> [Excerpt to read]
— Begin —
Spouse Scary Stories: It’s Really Me I Should be Afraid of…

Before we had three kids and a mortgage, an obsession with electronic gadgets that start with an ‘i’ (him) and a serious Starbucks addiction (me), my husband and I devoted a portion of our disposable income to seeing a movie almost every Friday night.

It was October, and as usual, the Friday night lineup included more horror movies than any other genre the closer to Halloween it got. During this particular year, “The Ring” was the one we’d both been anxious to see.

Before I go any further, I should probably mention that while I say (and think) I like being scared, I actually don’t. And it’s not because I’m all that scared at the time I’m watching the movie or hearing the story or running for my life through the haunted house, it’s because of what happens to me after.

When I’m alone.

With my imagination.

This Friday night was the start of a drill weekend for my husband and we had driven separately to the movie theater so that when the movie was over, he could continue on to his unit and I would go spend the weekend with my parents. This was also before two deployments and countless training and trips that have kept us apart for probably a third of our marriage before I’d learned how to be alone. (Rule #1: No scary movies right before or during a separation!)
— End —
> [Material provided]
— Begin —
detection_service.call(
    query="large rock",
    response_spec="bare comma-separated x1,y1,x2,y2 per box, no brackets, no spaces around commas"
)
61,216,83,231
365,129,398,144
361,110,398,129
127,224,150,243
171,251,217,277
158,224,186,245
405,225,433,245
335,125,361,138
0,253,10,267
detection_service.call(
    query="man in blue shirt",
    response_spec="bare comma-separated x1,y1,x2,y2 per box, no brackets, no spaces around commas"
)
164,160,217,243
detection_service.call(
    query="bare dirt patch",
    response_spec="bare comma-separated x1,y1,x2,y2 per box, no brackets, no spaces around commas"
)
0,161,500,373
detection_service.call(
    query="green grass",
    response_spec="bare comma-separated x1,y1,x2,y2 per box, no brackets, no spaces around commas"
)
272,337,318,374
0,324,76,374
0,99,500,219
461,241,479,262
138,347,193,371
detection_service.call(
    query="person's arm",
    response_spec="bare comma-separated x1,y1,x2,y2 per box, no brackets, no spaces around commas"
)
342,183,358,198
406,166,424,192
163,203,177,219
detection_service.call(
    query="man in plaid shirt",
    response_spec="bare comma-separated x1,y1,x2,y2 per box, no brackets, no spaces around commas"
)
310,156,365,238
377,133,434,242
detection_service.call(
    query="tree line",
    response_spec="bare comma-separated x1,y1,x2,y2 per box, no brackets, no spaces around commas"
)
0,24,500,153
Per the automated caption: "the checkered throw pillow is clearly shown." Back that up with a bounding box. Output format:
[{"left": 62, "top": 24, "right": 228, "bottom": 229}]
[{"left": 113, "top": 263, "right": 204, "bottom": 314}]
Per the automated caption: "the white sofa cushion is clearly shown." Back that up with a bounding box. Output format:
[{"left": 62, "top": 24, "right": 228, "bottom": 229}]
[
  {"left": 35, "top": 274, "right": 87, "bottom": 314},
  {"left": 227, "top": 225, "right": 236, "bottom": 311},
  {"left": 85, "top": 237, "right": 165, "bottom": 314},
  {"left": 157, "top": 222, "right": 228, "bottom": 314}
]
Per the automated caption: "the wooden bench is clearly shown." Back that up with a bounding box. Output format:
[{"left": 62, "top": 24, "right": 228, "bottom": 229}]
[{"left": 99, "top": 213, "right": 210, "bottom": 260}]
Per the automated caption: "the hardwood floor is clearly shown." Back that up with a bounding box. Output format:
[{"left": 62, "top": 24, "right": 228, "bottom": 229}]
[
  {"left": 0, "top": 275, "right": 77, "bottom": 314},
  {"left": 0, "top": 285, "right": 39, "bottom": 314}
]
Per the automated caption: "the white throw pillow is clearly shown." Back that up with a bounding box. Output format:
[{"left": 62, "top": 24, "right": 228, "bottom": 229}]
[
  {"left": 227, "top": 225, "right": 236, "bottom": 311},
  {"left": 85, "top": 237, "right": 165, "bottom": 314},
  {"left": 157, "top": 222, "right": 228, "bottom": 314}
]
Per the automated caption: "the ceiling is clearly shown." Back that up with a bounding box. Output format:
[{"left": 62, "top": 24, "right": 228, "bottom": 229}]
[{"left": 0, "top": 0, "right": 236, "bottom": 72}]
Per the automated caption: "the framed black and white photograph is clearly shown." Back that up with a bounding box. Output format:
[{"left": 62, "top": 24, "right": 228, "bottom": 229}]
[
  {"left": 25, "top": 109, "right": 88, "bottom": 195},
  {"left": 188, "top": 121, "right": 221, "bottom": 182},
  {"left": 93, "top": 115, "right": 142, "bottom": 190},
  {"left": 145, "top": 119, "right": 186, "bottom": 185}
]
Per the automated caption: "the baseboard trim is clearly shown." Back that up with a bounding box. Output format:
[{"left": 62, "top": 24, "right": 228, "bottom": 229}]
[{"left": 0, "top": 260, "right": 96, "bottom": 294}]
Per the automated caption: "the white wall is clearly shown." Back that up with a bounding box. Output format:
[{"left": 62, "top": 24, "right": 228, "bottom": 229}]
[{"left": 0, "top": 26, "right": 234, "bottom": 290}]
— End —
> [Task set]
1/ Copy the passage from the story about seeing "The Ring" word for word, starting at "This Friday night" and stopping after "during a separation!)".
2/ Carry on the story about seeing "The Ring" by writing what comes next, starting after its final sentence.

> [Written responses]
1/
This Friday night was the start of a drill weekend for my husband and we had driven separately to the movie theater so that when the movie was over, he could continue on to his unit and I would go spend the weekend with my parents. This was also before two deployments and countless training and trips that have kept us apart for probably a third of our marriage before I’d learned how to be alone. (Rule #1: No scary movies right before or during a separation!)

2/
Well, as anyone knows who has seen “The Ring”, that soppy-haired, speed walking little dead girl is creepy. She sneaks up on her victims.

In fact, as I write this, my husband’s not here, the kids are asleep, and I’m only about 50% sure she’s not standing behind me right now.

And that night, after I’d kissed my husband goodbye and gotten into my car, I was 100% sure if I looked into the rear view mirror she was going to be in my back seat.


It’s really hard to make a 30-mile drive without once looking into the rear-view mirror, but somehow I managed it, praying the whole way that if she was back there she would decide to let me live. I had had no part in her getting pushed into that well and being left there to die. Besides, she was supposed to call me first and let me know that I had “seven days” before she’d kill me.

I lived on that technicality until I pulled into the driveway of my parent’s dark house. I’d forgotten that my parents had my dad’s high school reunion to go to, and they hadn’t gotten back yet. Now, I really had a dilemma. Stay in the car with “The Ring” girl or run for the front door, risking some other unknown terror that might jump out of the bushes, or worse, be waiting for me inside the house. Right before I almost looked into the rear view mirror, I decided to take my chances, catapulted out of the car, and sprinted toward the porch stoop.

While I fiddled with my keys in the dark, the sound of my parent’s phone ringing pierced the silence. My heart stopped.  “The Ring” was real. Samara was going to kill me. I stood completely frozen in place, becoming more and more afraid with each brrring!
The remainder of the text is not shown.